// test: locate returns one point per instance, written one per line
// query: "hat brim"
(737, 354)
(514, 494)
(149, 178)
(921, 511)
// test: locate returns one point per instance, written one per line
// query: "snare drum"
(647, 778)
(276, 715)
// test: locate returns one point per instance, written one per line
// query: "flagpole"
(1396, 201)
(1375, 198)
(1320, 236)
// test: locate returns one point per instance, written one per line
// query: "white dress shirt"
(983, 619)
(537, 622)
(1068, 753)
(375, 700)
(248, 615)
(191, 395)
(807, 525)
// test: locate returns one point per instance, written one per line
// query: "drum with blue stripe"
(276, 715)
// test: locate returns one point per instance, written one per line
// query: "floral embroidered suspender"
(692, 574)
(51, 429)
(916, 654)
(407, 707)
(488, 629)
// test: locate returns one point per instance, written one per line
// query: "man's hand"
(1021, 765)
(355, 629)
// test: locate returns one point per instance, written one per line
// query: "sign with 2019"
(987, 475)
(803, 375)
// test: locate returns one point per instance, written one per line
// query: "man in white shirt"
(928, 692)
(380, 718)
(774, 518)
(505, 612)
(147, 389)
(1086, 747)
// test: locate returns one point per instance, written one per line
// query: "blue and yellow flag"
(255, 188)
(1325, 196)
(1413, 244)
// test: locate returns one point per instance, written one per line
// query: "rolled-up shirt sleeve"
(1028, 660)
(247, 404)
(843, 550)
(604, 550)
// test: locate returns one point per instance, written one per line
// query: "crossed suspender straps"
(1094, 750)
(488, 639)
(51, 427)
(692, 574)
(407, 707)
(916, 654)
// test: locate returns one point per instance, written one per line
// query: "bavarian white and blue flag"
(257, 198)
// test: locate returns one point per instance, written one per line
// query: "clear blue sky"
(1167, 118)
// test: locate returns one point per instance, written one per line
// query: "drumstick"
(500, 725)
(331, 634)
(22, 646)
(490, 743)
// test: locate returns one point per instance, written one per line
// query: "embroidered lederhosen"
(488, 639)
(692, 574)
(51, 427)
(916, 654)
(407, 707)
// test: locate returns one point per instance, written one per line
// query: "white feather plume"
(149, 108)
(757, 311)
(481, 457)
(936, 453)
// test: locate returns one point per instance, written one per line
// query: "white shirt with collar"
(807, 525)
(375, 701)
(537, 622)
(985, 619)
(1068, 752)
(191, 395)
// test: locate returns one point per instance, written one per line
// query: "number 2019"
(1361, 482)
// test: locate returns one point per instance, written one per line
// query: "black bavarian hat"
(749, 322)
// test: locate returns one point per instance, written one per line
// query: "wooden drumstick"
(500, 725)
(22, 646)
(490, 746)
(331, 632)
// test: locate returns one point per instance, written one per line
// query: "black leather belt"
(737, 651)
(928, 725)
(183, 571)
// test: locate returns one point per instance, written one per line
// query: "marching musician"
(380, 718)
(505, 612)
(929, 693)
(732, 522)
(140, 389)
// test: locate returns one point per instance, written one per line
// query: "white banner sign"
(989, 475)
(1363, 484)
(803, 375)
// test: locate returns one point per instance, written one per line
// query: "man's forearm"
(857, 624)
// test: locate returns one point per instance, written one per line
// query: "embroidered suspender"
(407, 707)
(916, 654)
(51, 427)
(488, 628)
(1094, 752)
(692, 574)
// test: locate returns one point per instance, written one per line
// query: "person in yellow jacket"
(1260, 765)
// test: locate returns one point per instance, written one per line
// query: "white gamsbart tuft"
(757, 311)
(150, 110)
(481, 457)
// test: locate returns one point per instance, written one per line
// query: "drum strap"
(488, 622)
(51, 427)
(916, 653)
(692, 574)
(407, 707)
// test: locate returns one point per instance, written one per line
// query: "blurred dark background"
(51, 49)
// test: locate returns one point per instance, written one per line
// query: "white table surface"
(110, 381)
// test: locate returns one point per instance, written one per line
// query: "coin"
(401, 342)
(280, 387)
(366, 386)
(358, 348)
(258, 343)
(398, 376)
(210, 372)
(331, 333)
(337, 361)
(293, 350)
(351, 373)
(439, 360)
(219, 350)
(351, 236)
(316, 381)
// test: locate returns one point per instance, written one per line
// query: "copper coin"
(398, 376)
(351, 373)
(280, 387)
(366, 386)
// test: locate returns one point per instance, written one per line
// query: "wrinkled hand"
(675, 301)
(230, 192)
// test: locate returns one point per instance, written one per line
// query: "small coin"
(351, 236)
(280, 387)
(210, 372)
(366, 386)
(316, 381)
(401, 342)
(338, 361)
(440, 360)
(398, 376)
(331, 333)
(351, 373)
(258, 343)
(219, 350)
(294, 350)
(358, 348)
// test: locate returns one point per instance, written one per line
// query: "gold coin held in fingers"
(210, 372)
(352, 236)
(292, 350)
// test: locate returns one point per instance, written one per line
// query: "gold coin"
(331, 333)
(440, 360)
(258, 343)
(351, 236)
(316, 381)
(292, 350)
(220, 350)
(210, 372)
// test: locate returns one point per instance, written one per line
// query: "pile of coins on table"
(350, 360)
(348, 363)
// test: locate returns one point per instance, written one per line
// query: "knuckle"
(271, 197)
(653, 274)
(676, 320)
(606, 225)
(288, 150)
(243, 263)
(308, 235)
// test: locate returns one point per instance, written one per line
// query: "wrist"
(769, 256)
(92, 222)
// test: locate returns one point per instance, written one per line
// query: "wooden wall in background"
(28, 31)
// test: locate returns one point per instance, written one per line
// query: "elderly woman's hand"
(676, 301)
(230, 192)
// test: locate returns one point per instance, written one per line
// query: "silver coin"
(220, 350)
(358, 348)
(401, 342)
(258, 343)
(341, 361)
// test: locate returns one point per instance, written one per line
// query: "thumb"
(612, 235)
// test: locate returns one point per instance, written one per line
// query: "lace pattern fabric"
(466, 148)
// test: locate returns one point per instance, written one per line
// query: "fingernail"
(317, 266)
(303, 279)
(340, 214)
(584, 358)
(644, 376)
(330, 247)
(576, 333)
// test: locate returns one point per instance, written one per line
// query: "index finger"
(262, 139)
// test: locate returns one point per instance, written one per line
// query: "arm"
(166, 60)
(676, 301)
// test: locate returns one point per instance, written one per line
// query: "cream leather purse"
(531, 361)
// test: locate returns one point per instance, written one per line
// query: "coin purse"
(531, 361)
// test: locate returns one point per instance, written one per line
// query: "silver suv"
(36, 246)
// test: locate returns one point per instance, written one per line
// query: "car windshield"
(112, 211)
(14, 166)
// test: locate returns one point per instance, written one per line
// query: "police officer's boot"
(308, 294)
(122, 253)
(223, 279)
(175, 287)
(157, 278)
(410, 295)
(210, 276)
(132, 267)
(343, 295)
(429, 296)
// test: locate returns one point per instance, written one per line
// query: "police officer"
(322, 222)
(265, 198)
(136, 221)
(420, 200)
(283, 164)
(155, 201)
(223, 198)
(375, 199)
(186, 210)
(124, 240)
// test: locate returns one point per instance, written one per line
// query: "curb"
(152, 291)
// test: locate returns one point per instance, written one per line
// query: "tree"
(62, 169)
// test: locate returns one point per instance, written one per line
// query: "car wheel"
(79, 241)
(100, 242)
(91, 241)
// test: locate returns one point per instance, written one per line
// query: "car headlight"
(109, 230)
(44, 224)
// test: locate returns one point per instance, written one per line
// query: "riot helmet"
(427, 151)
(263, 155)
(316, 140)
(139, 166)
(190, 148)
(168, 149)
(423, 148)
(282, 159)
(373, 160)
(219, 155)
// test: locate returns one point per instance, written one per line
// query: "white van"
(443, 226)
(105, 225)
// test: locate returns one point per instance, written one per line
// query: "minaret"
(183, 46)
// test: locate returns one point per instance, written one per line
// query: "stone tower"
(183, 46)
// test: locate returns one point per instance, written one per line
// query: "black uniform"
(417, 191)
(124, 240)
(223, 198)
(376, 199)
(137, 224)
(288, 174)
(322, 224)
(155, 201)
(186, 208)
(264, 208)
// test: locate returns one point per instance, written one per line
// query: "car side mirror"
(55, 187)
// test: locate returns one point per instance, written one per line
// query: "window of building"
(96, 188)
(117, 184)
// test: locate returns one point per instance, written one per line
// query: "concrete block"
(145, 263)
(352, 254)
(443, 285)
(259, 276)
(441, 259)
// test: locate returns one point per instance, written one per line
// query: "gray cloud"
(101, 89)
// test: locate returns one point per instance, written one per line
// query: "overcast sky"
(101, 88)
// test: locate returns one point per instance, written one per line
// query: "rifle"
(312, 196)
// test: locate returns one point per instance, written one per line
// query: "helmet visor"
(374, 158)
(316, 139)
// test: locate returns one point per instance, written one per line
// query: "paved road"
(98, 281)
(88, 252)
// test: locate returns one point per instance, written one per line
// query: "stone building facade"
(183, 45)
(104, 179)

═══

▸ **Your goal**
Filter the material above, copying every line that contains the word "gold". Case counts.

▸ **Correct output**
// query: "gold coin held in fingers"
// query: "gold coin"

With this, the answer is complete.